(Exercises):
A - According to the Joan Rivers blog post, what product was the team's viral video supposed to promote?
B - From the Joan Rivers blog post, extract word for word everything from "Right at the" down to "on the phenomenon.".

(Text shown):

Joan Rivers Blogs:
Episode Six: Spreading a Clean Virus This was the worst challenge so far, and it was the most unhappy that I have been since starting the show!
Our team was separated, and Melissa and I were split up. It was no longer the women vs. the men, and I tried to form new bonds with my teammates Clint, Natalie, Herschel and Khloe. The challenge was to create a viral video for All’s laundry detergent, Small & Mighty. (Small & Mighty, by the way, was my nickname for Tom Cruise for years—who knew he also got your clothes clean!?)
Right at the start, I learned something new. I found out what a viral video was. I had thought it was a film you watched in sex education class to warn you about promiscuity and sailors on shore leave, but a viral video is actually a funny or amazing clip that gets passed along from person to person via email. (It has to be outrageous, like David Hasselhoff eating a cheeseburger on the floor or Christian Bale’s tirade on the set of his latest movie.) Marketers have realized that ordinary people have the power to circulate these things better than any PR firm, and so All Small & Mighty wanted to capitalize on the phenomenon.
Clint was our project manager, and from the very start he took none of the team’s suggestions for the video. As writers working in a group, you bounce and bounce and bounce ideas until you come up with one you all love (or at least all like), but Clint was having none of this. I have never in my life worked with someone so dogmatic, so rigid and so dismissive. Clint ignored all of our ideas and did the video HIS WAY. I don’t know if it was because most of his teammates were women, but then why didn’t he listen to Herschel who is a very smart and successful businessman? After many attempts, my biggest contribution of the day was ordering lunch!
The entire team felt that Clint’s video concept was stupid and had no point of view. There was a strange masturbation undertone to it, which we all objected to.
At one point over lunch, while we all were arguing so fiercely with Clint, I came up with a great (or so I thought) idea for a video that people would surely pass along. I suggested we show Clint and me fighting over how to do our viral video. Clint would then walk away and I would (pretend to) spit in his sandwich. When he came back, we’d continue to discuss the merits of Small & Mighty while he ate the sandwich. Of course, he rejected that gross idea and we did it all his way.

(Records provided):
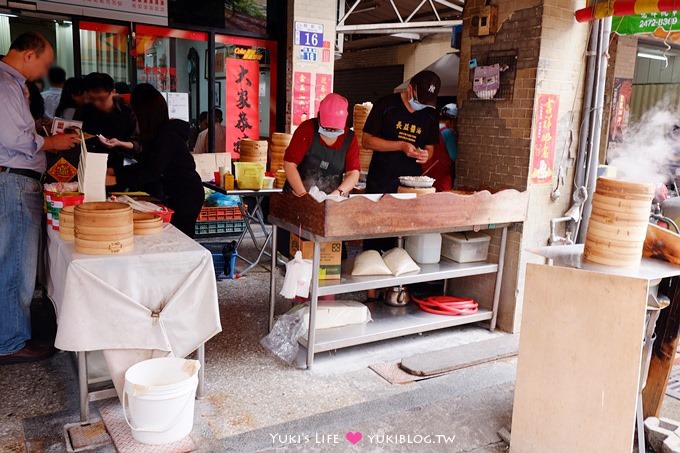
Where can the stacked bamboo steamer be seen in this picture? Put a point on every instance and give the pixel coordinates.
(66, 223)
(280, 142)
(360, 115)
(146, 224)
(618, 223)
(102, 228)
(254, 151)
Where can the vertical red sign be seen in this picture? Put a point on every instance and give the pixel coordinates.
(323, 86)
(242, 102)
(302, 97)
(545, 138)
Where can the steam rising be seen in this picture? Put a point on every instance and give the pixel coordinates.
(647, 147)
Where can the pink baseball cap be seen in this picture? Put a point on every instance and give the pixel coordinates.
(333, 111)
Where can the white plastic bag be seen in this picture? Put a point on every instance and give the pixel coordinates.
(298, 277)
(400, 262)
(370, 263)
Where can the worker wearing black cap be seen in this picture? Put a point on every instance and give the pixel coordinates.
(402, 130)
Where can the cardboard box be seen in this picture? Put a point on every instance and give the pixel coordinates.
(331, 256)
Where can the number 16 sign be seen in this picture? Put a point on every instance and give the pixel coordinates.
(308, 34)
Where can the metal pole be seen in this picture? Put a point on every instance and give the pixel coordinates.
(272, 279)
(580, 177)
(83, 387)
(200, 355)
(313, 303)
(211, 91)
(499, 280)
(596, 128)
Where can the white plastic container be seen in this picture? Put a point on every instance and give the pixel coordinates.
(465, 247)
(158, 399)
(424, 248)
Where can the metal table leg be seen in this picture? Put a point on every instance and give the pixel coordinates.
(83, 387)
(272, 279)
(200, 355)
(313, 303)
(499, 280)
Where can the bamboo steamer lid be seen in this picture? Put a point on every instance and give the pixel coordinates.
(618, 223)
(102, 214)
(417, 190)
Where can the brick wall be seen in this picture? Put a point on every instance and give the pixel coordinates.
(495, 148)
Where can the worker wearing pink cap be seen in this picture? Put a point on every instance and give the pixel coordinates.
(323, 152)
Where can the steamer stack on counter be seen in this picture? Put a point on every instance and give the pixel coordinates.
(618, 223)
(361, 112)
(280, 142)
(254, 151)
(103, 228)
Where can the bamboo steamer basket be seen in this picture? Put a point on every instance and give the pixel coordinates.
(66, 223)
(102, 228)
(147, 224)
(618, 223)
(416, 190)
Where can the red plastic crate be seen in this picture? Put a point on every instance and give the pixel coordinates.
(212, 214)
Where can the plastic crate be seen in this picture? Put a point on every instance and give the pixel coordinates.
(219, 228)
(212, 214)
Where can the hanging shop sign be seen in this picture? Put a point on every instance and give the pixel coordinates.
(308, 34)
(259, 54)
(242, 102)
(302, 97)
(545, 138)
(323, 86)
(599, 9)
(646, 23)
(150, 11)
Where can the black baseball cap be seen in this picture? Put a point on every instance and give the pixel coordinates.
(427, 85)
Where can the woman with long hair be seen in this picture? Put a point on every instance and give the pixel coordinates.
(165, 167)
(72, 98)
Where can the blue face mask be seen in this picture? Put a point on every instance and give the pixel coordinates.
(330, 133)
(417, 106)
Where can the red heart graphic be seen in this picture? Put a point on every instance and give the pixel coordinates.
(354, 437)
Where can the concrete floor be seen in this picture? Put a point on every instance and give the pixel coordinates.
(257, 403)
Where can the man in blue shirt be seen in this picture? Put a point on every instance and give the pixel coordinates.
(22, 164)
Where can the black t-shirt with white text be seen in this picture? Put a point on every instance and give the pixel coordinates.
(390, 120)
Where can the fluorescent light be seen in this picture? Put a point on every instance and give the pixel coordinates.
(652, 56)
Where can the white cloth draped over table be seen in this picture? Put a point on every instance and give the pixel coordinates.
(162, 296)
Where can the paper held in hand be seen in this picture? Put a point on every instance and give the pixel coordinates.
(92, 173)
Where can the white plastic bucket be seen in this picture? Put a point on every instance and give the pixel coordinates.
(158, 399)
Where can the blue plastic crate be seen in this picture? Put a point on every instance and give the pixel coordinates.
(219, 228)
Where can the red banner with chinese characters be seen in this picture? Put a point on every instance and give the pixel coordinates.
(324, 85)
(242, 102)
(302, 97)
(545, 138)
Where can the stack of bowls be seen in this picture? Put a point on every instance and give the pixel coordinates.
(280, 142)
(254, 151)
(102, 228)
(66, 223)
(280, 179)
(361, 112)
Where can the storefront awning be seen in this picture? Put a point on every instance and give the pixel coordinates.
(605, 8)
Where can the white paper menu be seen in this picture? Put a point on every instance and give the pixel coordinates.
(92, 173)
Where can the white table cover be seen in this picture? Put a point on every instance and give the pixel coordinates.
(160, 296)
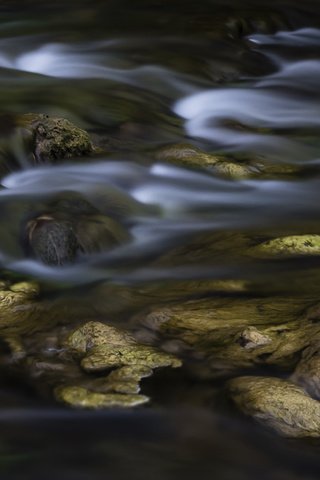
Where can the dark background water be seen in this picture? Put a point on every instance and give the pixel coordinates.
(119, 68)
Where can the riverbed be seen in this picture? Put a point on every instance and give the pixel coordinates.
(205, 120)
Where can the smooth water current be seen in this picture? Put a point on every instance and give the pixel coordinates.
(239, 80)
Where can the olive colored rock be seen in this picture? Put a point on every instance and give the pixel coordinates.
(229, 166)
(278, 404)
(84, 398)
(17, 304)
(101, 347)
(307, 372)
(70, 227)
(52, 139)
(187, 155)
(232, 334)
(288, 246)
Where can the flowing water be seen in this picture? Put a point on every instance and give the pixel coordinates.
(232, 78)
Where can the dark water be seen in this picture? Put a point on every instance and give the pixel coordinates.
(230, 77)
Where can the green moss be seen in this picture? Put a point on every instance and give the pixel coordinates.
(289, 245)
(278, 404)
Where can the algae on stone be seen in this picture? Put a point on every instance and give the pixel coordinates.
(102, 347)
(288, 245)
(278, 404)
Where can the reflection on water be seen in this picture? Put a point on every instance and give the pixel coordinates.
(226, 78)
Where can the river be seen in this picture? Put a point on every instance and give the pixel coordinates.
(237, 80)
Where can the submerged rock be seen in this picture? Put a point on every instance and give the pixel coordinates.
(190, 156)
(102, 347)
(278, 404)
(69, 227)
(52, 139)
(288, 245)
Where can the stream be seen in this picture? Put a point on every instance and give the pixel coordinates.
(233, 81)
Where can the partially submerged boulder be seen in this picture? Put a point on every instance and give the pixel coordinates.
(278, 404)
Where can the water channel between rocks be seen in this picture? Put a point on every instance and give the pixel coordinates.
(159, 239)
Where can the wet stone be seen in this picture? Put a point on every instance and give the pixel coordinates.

(Answers to each task):
A - All's laundry detergent, Small & Mighty.

B -
Right at the start, I learned something new. I found out what a viral video was. I had thought it was a film you watched in sex education class to warn you about promiscuity and sailors on shore leave, but a viral video is actually a funny or amazing clip that gets passed along from person to person via email. (It has to be outrageous, like David Hasselhoff eating a cheeseburger on the floor or Christian Bale’s tirade on the set of his latest movie.) Marketers have realized that ordinary people have the power to circulate these things better than any PR firm, and so All Small & Mighty wanted to capitalize on the phenomenon.